Required work =>
• A. According to the Hanukkah and Thanksgiving article, which day of Hanukkah does a turkey served after sundown on Thanksgiving Thursday fall on?
• B. Return, unchanged, the lines of the records from the line containing "Place one keypoint on each instance of the man wearing" through the final line of the records.

Text extract =>

--- START ---

Jeffrey Weiss
Dallas Morning News
25 November 2013
The annual December dilemma — Hanukkah vs. Christmas — has become the November befuddlement for many American Jewish families this year: What’s Thanksgiving doing in Hanukkah?
It’s never happened before since Thanksgiving was set as the fourth Thursday in November. If you feast after sundown Thursday, your turkey will be served on the second of Hanukkah’s eight days.
In North Texas as elsewhere, Jewish families and religious leaders are finding ways to celebrate the unprecedented “Hanukkiving” (or “Thanksgivukkah”) mashup.
Latkes — traditional Hanukkah potato pancakes — to replace mashed potatoes? Maybe use a cranberry filling inside fried jelly doughnuts — another traditional Hanukkah food? Or turn a turkey decoration into a Hanukkah menorah?
Most years, many Jewish parents face the dilemma of balancing the cultural juggernaut of Christmas — which their kids see everywhere and want to be part of — against the religious truth that Hanukkah and not Christmas is the Jewish winter holiday. Usually. This year, the unusual autumnal Hanukkah and Thanksgiving have no theological contradiction, so combined celebrations are easy.
If you dig deep enough, the holidays have a few things in common beyond the rare calendar overlap.
The traditional stars of Thanksgiving are the Pilgrims, a Christian group that would now be considered extremely restrictive. (How restrictive? They loathed Christmas celebrations.) The Pilgrims came to America seeking the freedom to worship as they wished. And held a post-harvest celebration of gratitude.

--- END ---

Dataset =>
--- START ---

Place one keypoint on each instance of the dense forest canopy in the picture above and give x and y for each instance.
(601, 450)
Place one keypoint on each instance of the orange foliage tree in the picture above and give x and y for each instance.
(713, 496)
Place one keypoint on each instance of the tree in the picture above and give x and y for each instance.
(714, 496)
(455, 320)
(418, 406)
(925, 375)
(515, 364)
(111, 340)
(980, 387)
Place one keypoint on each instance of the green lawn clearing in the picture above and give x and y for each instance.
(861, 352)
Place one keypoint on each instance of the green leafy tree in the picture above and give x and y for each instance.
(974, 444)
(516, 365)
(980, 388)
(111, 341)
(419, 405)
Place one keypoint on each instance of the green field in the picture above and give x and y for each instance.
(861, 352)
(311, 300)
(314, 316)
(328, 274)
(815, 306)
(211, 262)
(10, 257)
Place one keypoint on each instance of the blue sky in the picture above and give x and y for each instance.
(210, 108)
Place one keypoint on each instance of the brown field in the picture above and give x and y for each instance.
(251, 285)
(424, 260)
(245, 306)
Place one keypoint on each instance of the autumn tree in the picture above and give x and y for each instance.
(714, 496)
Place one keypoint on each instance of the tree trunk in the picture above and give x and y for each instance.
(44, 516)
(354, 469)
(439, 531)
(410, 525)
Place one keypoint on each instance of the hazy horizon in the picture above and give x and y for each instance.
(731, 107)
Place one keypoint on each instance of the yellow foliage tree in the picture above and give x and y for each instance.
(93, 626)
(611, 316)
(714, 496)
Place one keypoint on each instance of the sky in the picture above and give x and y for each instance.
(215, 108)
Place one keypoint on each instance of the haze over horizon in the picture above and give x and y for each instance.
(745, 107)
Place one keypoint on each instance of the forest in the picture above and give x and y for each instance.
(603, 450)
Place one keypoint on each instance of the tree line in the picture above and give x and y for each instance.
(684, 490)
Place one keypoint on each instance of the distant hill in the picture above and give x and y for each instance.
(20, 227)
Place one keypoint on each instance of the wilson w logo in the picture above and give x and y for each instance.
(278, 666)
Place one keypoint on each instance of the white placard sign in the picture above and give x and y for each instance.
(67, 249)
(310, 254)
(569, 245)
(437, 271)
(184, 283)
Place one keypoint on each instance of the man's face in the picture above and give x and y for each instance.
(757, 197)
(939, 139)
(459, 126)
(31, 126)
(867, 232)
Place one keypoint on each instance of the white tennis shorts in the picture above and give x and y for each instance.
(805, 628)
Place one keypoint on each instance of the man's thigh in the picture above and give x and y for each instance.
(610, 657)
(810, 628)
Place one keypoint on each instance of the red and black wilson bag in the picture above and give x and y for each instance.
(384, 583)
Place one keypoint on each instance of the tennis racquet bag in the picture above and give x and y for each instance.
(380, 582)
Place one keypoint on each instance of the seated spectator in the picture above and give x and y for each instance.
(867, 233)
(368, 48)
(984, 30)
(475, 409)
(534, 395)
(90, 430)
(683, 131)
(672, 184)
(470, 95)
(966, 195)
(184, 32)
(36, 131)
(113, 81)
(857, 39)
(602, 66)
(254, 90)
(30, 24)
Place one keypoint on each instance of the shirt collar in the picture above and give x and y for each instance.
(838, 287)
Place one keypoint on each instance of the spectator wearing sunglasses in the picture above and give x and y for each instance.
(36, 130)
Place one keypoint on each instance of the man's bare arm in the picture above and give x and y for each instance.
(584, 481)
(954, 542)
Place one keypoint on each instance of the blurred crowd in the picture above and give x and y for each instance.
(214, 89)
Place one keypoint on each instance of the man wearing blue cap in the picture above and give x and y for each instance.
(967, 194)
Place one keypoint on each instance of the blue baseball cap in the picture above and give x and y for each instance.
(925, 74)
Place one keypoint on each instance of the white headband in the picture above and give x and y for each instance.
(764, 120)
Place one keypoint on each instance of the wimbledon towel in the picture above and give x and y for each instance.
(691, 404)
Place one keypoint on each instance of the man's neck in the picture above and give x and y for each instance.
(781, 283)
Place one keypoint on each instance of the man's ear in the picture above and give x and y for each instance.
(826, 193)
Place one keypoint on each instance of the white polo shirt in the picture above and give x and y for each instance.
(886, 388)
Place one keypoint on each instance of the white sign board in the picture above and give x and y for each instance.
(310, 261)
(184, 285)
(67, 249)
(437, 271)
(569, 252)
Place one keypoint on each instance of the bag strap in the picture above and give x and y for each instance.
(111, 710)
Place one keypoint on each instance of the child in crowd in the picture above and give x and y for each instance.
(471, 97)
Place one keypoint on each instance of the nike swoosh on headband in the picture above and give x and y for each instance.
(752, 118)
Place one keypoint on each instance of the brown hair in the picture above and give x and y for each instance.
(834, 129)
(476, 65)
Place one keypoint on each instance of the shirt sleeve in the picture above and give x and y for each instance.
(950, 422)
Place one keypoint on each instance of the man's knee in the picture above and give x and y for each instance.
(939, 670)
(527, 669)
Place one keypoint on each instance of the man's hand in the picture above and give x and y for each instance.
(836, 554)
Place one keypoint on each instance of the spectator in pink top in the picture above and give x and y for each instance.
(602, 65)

--- END ---

Response list =>
• A. The second of Hanukkah's eight days.

• B.
Place one keypoint on each instance of the man wearing blue cap in the picture above and give x and y for each instance.
(967, 194)
Place one keypoint on each instance of the blue baseball cap in the picture above and give x and y for each instance.
(925, 74)
Place one keypoint on each instance of the white headband in the picture above and give x and y for each instance.
(764, 120)
Place one keypoint on each instance of the wimbledon towel in the picture above and give x and y for each instance.
(691, 404)
Place one keypoint on each instance of the man's neck in the picture above and give x and y for each instance.
(781, 283)
Place one keypoint on each instance of the man's ear in the picture above and give x and y for each instance.
(826, 193)
Place one keypoint on each instance of the white polo shirt in the picture above and give x and y for each instance.
(886, 388)
Place one keypoint on each instance of the white sign board in the picture above and give x and y for each instance.
(310, 261)
(184, 285)
(67, 249)
(437, 271)
(569, 252)
Place one keypoint on each instance of the bag strap in the picture above and give x and y for each instance.
(111, 710)
Place one keypoint on each instance of the child in crowd in the picture above and give x and y for each instance.
(471, 97)
Place one keypoint on each instance of the nike swoosh on headband in the picture above and give x and y for each instance.
(752, 118)
Place one keypoint on each instance of the brown hair in the picture above and give x and y for each instance.
(834, 129)
(476, 65)
Place one keypoint on each instance of the shirt sleeve in the picture above and give x and y for each instance.
(950, 422)
Place one keypoint on each instance of the man's knee in the picture above and give x and y for each instance.
(939, 670)
(527, 669)
Place one keypoint on each instance of the man's hand in the picture above and give x and y for each instance.
(836, 554)
Place one keypoint on each instance of the spectator in pink top in the picture above and give x and y for each instance.
(602, 65)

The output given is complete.